>> begin Data listing
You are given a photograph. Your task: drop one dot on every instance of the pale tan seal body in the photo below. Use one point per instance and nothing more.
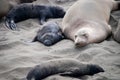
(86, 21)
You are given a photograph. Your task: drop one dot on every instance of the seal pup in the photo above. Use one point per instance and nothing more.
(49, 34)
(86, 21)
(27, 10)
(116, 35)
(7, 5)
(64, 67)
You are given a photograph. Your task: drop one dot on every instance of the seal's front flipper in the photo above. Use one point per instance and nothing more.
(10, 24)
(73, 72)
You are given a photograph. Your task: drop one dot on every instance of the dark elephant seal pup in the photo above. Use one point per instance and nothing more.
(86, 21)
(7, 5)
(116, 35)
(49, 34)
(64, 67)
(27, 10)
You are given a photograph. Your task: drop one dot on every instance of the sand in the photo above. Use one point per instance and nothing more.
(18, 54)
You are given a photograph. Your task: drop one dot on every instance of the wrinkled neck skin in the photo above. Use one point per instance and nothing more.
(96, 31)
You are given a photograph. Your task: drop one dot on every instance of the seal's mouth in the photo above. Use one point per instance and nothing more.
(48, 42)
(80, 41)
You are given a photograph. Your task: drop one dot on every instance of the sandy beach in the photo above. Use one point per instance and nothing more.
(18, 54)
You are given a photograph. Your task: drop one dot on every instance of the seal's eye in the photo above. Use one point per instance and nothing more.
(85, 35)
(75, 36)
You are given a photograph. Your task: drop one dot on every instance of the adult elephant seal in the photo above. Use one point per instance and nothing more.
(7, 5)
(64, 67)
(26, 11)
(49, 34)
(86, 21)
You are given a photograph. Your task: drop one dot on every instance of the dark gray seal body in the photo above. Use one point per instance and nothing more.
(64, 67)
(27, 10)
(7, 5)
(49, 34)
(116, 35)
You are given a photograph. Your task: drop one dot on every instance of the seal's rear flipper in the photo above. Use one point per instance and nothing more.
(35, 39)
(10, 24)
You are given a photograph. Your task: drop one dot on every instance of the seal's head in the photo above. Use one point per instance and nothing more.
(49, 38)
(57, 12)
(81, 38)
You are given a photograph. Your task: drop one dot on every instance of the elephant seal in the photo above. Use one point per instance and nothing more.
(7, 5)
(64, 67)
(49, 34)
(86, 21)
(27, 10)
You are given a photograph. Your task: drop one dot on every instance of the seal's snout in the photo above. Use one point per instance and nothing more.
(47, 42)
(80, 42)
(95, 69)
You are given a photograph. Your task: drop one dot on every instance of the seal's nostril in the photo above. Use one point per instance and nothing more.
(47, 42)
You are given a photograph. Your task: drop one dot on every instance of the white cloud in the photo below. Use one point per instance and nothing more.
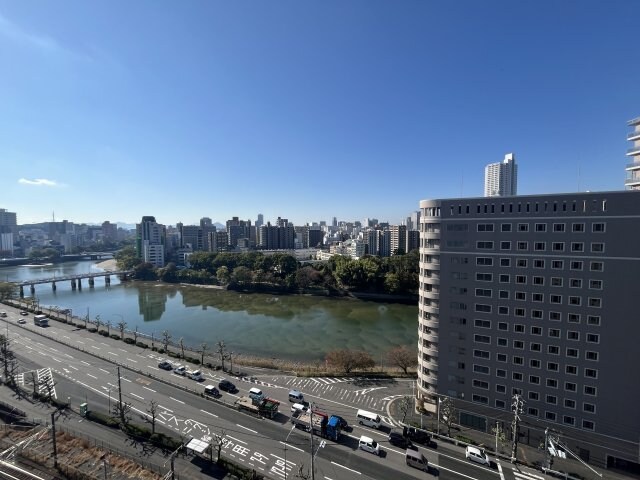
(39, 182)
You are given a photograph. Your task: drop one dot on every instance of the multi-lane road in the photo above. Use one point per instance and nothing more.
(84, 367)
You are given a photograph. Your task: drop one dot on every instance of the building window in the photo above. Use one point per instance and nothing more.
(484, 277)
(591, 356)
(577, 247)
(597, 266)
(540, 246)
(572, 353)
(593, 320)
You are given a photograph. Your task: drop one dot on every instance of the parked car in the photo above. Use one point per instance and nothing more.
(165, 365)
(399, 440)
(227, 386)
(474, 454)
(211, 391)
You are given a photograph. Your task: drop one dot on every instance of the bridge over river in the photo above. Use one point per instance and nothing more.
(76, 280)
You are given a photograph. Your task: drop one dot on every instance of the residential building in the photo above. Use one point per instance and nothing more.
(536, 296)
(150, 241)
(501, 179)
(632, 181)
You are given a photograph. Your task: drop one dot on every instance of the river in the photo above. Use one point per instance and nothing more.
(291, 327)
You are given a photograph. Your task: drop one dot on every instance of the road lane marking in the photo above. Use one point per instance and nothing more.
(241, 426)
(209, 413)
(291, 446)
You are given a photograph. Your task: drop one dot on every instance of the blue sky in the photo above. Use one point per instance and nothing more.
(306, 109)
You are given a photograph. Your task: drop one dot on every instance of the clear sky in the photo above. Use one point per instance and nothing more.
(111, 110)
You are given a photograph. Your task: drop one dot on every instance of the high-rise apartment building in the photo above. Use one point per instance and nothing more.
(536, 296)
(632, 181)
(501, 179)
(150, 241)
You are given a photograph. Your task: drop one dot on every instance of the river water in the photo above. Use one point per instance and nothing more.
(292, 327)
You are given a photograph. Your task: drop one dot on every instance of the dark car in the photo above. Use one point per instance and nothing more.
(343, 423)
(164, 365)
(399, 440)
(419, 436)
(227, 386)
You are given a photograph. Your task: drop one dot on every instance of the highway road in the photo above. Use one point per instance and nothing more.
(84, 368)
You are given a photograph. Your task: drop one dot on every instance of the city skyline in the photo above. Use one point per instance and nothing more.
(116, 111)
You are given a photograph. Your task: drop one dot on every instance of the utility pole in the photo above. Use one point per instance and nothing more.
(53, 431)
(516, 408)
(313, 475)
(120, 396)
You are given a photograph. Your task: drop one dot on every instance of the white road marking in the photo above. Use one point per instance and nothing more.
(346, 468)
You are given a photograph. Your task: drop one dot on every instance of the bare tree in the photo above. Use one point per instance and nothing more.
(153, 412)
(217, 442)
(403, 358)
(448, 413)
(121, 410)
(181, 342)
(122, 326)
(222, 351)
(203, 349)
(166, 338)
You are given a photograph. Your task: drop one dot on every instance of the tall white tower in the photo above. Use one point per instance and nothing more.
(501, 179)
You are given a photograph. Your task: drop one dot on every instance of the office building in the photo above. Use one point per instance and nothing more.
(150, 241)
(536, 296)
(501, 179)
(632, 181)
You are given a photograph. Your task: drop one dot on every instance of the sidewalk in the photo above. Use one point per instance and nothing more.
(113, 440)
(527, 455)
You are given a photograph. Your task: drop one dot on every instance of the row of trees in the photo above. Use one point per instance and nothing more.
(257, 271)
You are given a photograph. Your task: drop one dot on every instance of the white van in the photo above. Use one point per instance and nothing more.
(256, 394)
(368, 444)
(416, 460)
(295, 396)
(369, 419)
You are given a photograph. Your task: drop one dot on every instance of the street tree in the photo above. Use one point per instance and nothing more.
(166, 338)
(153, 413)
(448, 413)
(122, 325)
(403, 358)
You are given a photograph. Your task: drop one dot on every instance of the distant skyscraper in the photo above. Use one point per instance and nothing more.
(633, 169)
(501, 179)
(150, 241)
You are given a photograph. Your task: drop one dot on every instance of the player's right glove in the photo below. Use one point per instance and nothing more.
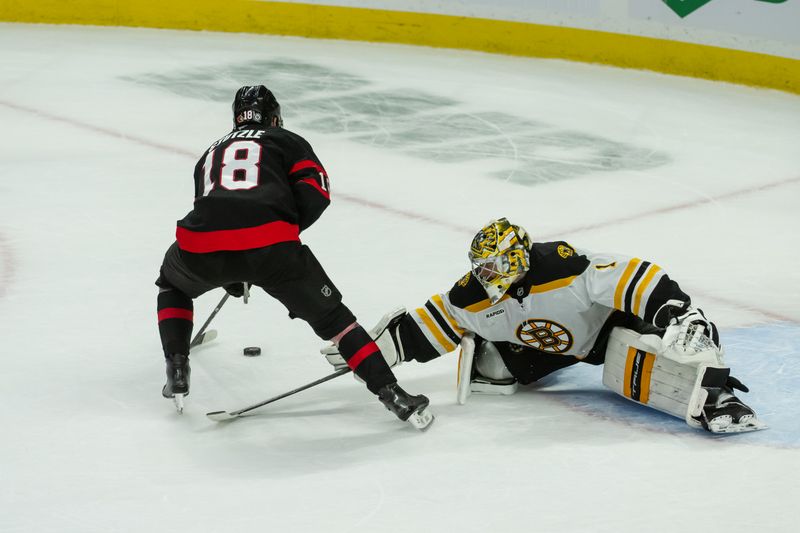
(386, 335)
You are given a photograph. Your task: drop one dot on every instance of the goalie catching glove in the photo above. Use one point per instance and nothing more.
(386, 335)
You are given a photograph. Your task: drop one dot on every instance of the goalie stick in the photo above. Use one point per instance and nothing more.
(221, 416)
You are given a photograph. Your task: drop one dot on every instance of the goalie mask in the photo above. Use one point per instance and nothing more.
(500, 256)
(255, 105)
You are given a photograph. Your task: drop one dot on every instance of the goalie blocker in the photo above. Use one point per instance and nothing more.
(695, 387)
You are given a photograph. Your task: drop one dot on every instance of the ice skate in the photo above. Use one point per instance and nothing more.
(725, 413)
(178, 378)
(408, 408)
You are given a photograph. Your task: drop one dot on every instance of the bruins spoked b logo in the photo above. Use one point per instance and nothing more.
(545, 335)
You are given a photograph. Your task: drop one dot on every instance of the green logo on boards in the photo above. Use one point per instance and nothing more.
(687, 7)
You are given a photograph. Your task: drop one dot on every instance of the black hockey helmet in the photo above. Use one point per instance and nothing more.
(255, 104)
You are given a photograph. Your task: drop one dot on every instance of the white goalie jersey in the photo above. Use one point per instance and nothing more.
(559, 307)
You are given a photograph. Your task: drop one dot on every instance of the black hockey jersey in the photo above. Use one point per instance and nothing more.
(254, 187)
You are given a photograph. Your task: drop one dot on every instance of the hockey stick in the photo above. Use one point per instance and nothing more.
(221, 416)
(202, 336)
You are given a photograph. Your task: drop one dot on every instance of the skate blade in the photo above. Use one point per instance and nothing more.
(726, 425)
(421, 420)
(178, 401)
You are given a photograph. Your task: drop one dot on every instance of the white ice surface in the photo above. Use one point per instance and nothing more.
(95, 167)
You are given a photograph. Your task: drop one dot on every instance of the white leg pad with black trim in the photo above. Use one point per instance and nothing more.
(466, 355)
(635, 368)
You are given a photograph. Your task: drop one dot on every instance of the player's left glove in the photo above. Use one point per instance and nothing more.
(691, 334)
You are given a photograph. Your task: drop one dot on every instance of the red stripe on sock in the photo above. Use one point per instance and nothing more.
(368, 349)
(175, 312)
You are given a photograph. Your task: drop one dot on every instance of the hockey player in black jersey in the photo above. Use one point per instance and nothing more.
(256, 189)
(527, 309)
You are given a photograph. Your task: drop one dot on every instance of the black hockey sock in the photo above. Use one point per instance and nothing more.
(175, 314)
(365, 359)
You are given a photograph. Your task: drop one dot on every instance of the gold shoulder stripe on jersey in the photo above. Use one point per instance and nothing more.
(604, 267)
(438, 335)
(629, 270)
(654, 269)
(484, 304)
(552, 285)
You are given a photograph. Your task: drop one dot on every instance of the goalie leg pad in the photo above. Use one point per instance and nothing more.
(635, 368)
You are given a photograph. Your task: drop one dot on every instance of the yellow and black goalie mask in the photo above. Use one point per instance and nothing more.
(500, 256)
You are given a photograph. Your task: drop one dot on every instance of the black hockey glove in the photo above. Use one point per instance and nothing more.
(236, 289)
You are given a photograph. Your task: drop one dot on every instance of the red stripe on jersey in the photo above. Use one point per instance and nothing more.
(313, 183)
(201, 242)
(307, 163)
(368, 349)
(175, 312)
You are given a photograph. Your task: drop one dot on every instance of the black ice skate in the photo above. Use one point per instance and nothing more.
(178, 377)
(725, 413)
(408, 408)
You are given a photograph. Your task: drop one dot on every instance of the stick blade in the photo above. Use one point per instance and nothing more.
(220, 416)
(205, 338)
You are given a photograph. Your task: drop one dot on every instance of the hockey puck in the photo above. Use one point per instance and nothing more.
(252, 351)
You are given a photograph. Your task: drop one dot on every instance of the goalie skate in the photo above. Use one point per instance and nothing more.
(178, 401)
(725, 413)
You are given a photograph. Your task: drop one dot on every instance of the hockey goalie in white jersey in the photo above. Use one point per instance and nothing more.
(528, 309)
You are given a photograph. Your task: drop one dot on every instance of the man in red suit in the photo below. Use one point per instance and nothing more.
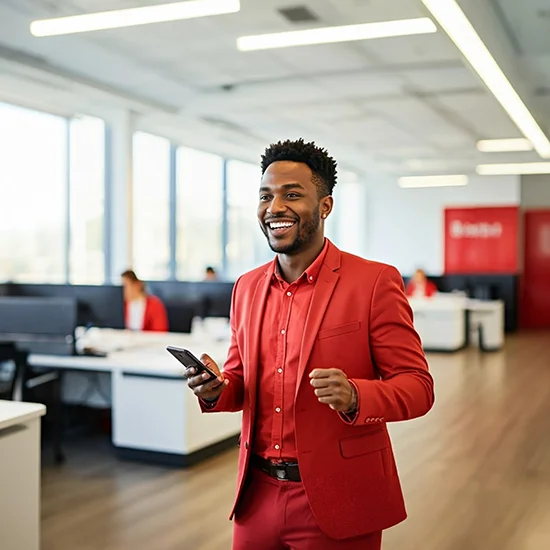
>> end Data listing
Exercise directions: Copy exactly the lines from the one containing "red stripe on jersey" through the final line of the records above, both included, and leave out any pictures.

Answer to the task:
You are given a photograph. Your task: drop one dot on every instance of the red stripe on jersey in the photo above. Use one point per instance and nothing more.
(313, 183)
(201, 242)
(307, 163)
(368, 349)
(175, 312)
You are given a photograph. Your task: drop one dot on every instance of the black ice skate in the photo above. Use one point per instance and nothing more.
(178, 377)
(725, 413)
(408, 408)
You are given a photograph. Your task: drop one dot on every instance of the stick blade in the photo above. Use one point per instance and nothing more.
(220, 416)
(205, 338)
You are given a photograph. Your task: drop one dot on every instance of the hockey puck in the photo above. Use one point per instance and nothing more.
(252, 351)
You are given a photograph. Your task: drop one dot on every instance of the goalie skate in the photo above. Use one point per instance and nothing more.
(178, 401)
(725, 413)
You are given a photograph. Your task: drop one dot on every instance of the hockey goalie in white jersey in the photo above. Use one point per instance and nothing more.
(528, 309)
You are given a photograph. Your task: drop one dot on every instance of the man in red suit in the photo below. Use one point per instance and nothing more.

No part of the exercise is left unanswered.